- _DATA FOR REVIEW_:
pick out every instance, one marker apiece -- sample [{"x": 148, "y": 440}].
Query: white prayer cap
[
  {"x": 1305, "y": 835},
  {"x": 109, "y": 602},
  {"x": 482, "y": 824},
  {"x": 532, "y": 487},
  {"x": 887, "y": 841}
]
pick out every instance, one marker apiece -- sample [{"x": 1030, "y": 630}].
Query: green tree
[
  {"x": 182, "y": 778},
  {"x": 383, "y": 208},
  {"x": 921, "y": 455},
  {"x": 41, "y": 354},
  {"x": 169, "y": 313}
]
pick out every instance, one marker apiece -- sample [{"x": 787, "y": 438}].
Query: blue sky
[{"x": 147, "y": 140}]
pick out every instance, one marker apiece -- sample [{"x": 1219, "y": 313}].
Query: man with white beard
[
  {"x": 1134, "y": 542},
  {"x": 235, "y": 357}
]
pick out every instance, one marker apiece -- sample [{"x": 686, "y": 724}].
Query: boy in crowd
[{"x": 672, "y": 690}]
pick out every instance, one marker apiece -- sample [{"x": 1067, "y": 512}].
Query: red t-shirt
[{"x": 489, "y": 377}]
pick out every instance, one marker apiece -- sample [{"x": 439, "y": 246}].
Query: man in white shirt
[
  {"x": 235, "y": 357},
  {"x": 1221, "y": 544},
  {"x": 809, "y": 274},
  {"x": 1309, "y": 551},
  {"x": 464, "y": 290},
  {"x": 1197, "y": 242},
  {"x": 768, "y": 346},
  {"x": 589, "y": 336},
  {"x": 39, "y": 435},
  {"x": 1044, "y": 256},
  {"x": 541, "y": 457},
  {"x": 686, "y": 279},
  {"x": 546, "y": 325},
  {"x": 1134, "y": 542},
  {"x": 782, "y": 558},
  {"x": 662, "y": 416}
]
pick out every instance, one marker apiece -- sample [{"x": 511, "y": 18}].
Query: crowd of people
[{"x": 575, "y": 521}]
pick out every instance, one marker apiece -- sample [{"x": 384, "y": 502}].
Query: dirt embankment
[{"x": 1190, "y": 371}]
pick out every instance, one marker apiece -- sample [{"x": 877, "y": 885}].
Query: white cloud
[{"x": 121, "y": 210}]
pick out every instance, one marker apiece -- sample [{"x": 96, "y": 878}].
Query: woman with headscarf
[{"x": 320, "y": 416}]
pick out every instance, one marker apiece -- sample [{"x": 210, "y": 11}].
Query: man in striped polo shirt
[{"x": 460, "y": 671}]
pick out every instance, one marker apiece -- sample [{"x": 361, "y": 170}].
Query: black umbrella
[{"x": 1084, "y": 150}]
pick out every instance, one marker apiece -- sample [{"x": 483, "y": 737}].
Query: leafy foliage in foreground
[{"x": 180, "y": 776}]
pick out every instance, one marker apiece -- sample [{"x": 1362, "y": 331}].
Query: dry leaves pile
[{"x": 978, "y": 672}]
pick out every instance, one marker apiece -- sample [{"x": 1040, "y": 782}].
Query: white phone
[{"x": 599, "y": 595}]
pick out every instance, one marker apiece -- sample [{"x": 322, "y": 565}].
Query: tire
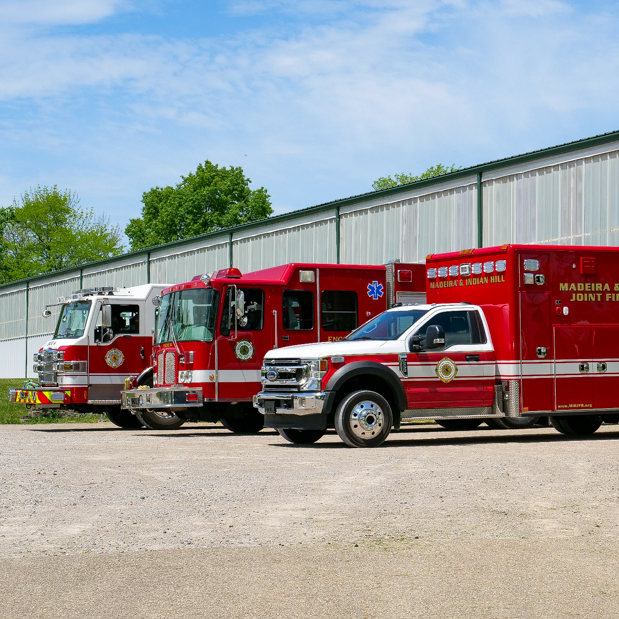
[
  {"x": 122, "y": 419},
  {"x": 578, "y": 425},
  {"x": 363, "y": 419},
  {"x": 155, "y": 420},
  {"x": 251, "y": 422},
  {"x": 459, "y": 425},
  {"x": 301, "y": 437},
  {"x": 509, "y": 423}
]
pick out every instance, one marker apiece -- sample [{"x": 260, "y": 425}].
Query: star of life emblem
[{"x": 375, "y": 290}]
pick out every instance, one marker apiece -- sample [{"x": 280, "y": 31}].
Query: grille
[
  {"x": 160, "y": 369},
  {"x": 170, "y": 369}
]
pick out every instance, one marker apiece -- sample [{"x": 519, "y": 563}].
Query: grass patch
[{"x": 11, "y": 412}]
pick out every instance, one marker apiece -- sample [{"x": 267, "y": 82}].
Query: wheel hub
[{"x": 366, "y": 419}]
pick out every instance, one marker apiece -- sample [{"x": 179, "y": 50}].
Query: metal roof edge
[{"x": 480, "y": 168}]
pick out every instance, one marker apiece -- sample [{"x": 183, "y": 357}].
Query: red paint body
[
  {"x": 217, "y": 368},
  {"x": 567, "y": 306}
]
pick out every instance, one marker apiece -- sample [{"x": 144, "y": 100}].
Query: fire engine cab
[
  {"x": 512, "y": 331},
  {"x": 212, "y": 332},
  {"x": 103, "y": 334}
]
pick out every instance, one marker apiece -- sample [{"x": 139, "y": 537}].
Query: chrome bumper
[
  {"x": 171, "y": 398},
  {"x": 273, "y": 403}
]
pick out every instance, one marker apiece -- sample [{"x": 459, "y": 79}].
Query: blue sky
[{"x": 315, "y": 99}]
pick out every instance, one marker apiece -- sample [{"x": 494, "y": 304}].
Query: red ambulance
[
  {"x": 513, "y": 331},
  {"x": 211, "y": 333}
]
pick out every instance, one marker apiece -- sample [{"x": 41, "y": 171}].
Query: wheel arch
[{"x": 366, "y": 375}]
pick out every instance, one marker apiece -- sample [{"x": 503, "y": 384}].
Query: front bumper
[
  {"x": 169, "y": 398},
  {"x": 274, "y": 403},
  {"x": 41, "y": 398}
]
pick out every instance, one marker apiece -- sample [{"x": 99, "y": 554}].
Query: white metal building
[{"x": 566, "y": 194}]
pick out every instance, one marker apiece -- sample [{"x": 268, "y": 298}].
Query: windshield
[
  {"x": 388, "y": 325},
  {"x": 72, "y": 320},
  {"x": 191, "y": 315}
]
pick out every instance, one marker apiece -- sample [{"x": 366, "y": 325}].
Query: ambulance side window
[
  {"x": 339, "y": 310},
  {"x": 298, "y": 310},
  {"x": 461, "y": 328}
]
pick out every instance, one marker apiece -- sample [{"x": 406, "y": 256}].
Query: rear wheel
[
  {"x": 512, "y": 423},
  {"x": 301, "y": 437},
  {"x": 578, "y": 425},
  {"x": 159, "y": 420},
  {"x": 122, "y": 418},
  {"x": 249, "y": 422},
  {"x": 363, "y": 419},
  {"x": 459, "y": 424}
]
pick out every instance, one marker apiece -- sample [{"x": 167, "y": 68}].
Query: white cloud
[
  {"x": 65, "y": 12},
  {"x": 320, "y": 110}
]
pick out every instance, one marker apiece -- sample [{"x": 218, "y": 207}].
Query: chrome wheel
[
  {"x": 363, "y": 419},
  {"x": 366, "y": 419}
]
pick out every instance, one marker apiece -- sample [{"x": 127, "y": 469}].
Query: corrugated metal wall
[
  {"x": 573, "y": 203},
  {"x": 570, "y": 196},
  {"x": 306, "y": 242},
  {"x": 182, "y": 266}
]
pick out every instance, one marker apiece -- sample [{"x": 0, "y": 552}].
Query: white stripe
[{"x": 227, "y": 376}]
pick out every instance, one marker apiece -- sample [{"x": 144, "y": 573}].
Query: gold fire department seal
[
  {"x": 446, "y": 370},
  {"x": 114, "y": 358},
  {"x": 244, "y": 350}
]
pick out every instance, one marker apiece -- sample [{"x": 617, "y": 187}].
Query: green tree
[
  {"x": 209, "y": 199},
  {"x": 47, "y": 230},
  {"x": 385, "y": 182}
]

- _ACTIVITY_: What is needed is an exact copy of every entry, minus the images.

- _WRITTEN ANSWER_:
pick out every instance, one marker apiece -- sample [{"x": 148, "y": 440}].
Query: white prayer cap
[
  {"x": 1305, "y": 835},
  {"x": 109, "y": 602},
  {"x": 482, "y": 824},
  {"x": 532, "y": 487},
  {"x": 887, "y": 841}
]
pick out every instance, one marker apiece -- sample [{"x": 1030, "y": 630}].
Query: green tree
[
  {"x": 182, "y": 778},
  {"x": 383, "y": 208},
  {"x": 921, "y": 455},
  {"x": 41, "y": 354},
  {"x": 169, "y": 313}
]
pick out every instance, one marker apiece -- sample [{"x": 787, "y": 438}].
Query: blue sky
[{"x": 147, "y": 140}]
pick out every instance, one marker apiece -- sample [{"x": 1219, "y": 313}].
Query: man with white beard
[
  {"x": 1134, "y": 542},
  {"x": 235, "y": 357}
]
pick out every instance, one marker apiece -- sample [{"x": 686, "y": 724}].
Query: boy in crowd
[{"x": 672, "y": 690}]
pick out every instance, one marker apiece -- sample [{"x": 1067, "y": 512}].
Query: red t-shirt
[{"x": 489, "y": 377}]
pick out every instance, one marker apiece -- sample [{"x": 439, "y": 246}].
Query: man in white shirt
[
  {"x": 235, "y": 357},
  {"x": 1221, "y": 544},
  {"x": 809, "y": 274},
  {"x": 1309, "y": 551},
  {"x": 464, "y": 290},
  {"x": 1197, "y": 242},
  {"x": 768, "y": 346},
  {"x": 589, "y": 336},
  {"x": 39, "y": 435},
  {"x": 1044, "y": 256},
  {"x": 541, "y": 457},
  {"x": 686, "y": 279},
  {"x": 546, "y": 325},
  {"x": 1134, "y": 542},
  {"x": 782, "y": 558},
  {"x": 662, "y": 416}
]
pick out every instance, one marker apiece -- sample [{"x": 511, "y": 18}].
Query: crowd of people
[{"x": 575, "y": 521}]
pick out every instance, one marker apiece -- sample [{"x": 384, "y": 502}].
Query: dirt embankment
[{"x": 1190, "y": 371}]
pick out every instance, one marker apiece -- sample [{"x": 877, "y": 885}].
Query: white cloud
[{"x": 121, "y": 210}]
pick out every instance, one marker apiece -- sample [{"x": 96, "y": 878}].
Query: woman with headscarf
[{"x": 320, "y": 416}]
pick out every instance, one marker apiece -- sample [{"x": 210, "y": 11}].
Query: man in striped polo shirt
[{"x": 460, "y": 671}]
pick out every instance, one marker apiece -- sample [{"x": 361, "y": 170}].
Query: black umbrella
[{"x": 1084, "y": 150}]
pick out every instance, one marker apiece -- sample [{"x": 483, "y": 737}].
Query: leafy foliage in foreground
[{"x": 180, "y": 776}]
pick out every instance, one marker apiece -- sample [{"x": 1362, "y": 331}].
Query: dry leaves pile
[{"x": 978, "y": 672}]
pick out every instance, one marker apiece -- sample [{"x": 1040, "y": 782}].
Query: white phone
[{"x": 599, "y": 595}]
pick out every instance, one marker apiece -- sample [{"x": 322, "y": 565}].
Query: tire
[
  {"x": 122, "y": 419},
  {"x": 578, "y": 425},
  {"x": 363, "y": 419},
  {"x": 155, "y": 420},
  {"x": 251, "y": 422},
  {"x": 459, "y": 425},
  {"x": 301, "y": 437},
  {"x": 509, "y": 423}
]
pick out every instance, one marker apiece -- sample [{"x": 260, "y": 425}].
Query: star of life emblem
[{"x": 375, "y": 290}]
pick out every instance, one marker apiece -- sample [{"x": 280, "y": 31}].
Query: grille
[
  {"x": 160, "y": 369},
  {"x": 170, "y": 369}
]
pick out every instance, one marker apiece -- sample [{"x": 519, "y": 563}].
Query: grass patch
[{"x": 11, "y": 412}]
pick out every instance, one marker apiece -- sample [{"x": 267, "y": 82}].
Query: wheel hub
[{"x": 366, "y": 419}]
pick out every instance, one marker apiece -- sample [{"x": 179, "y": 50}].
Query: metal roof edge
[{"x": 480, "y": 168}]
pick out every instance, one marker apiece -- sample [{"x": 183, "y": 357}].
Query: red paint body
[
  {"x": 217, "y": 368},
  {"x": 567, "y": 306}
]
pick out every instance, one marker apiece -- sample [{"x": 144, "y": 100}].
Query: fire engine cab
[
  {"x": 512, "y": 331},
  {"x": 212, "y": 332},
  {"x": 103, "y": 334}
]
pick out every instance, one marker apiece -- sample [{"x": 139, "y": 537}].
Query: chrome bumper
[
  {"x": 171, "y": 398},
  {"x": 273, "y": 403}
]
pick out every instance, one marker apiece -- sample [{"x": 459, "y": 79}].
Query: blue sky
[{"x": 315, "y": 99}]
pick out every instance, one marker apiece -- sample [{"x": 494, "y": 304}].
Query: red ambulance
[
  {"x": 513, "y": 331},
  {"x": 211, "y": 333}
]
pick out every instance, one marker apiece -- sample [{"x": 41, "y": 171}].
Query: wheel arch
[{"x": 366, "y": 375}]
pick out every instance, one marker apiece -- sample [{"x": 503, "y": 384}].
Query: front bumper
[
  {"x": 169, "y": 398},
  {"x": 274, "y": 403},
  {"x": 41, "y": 398}
]
pick out every instance, one marker apiece -- sample [{"x": 99, "y": 554}].
Query: white metal building
[{"x": 566, "y": 194}]
pick out every instance, one marker apiece -- sample [{"x": 268, "y": 298}].
Query: windshield
[
  {"x": 388, "y": 325},
  {"x": 72, "y": 320},
  {"x": 191, "y": 315}
]
pick out every instance, one marker apiece -- sample [{"x": 366, "y": 325}].
Query: ambulance side window
[
  {"x": 339, "y": 310},
  {"x": 298, "y": 310},
  {"x": 461, "y": 328}
]
pick out every instance, one marker apiece -- sample [{"x": 406, "y": 256}].
Query: rear wheel
[
  {"x": 512, "y": 423},
  {"x": 301, "y": 437},
  {"x": 578, "y": 425},
  {"x": 159, "y": 420},
  {"x": 122, "y": 418},
  {"x": 249, "y": 422},
  {"x": 363, "y": 419},
  {"x": 459, "y": 424}
]
pick out every instance, one marker apiece -- sample [{"x": 167, "y": 68}].
Query: white cloud
[
  {"x": 65, "y": 12},
  {"x": 320, "y": 110}
]
pick out every instance, one marker apiece -- sample [{"x": 218, "y": 207}].
Query: chrome wheel
[
  {"x": 363, "y": 419},
  {"x": 366, "y": 419}
]
pick out every instance, one marker apiece -- sample [{"x": 127, "y": 469}].
Query: corrugated metal wall
[
  {"x": 573, "y": 203},
  {"x": 570, "y": 196},
  {"x": 306, "y": 242},
  {"x": 182, "y": 266}
]
pick out every instance, one marker apiece -- sample [{"x": 0, "y": 552}].
Query: white stripe
[{"x": 227, "y": 376}]
pick out every instance, one marker apiece -- sample [{"x": 144, "y": 573}].
Query: gold fire department seal
[
  {"x": 446, "y": 370},
  {"x": 114, "y": 358},
  {"x": 244, "y": 350}
]
pick out every instance, one marker apiece -- sample [{"x": 617, "y": 187}].
Query: green tree
[
  {"x": 209, "y": 199},
  {"x": 47, "y": 230},
  {"x": 385, "y": 182}
]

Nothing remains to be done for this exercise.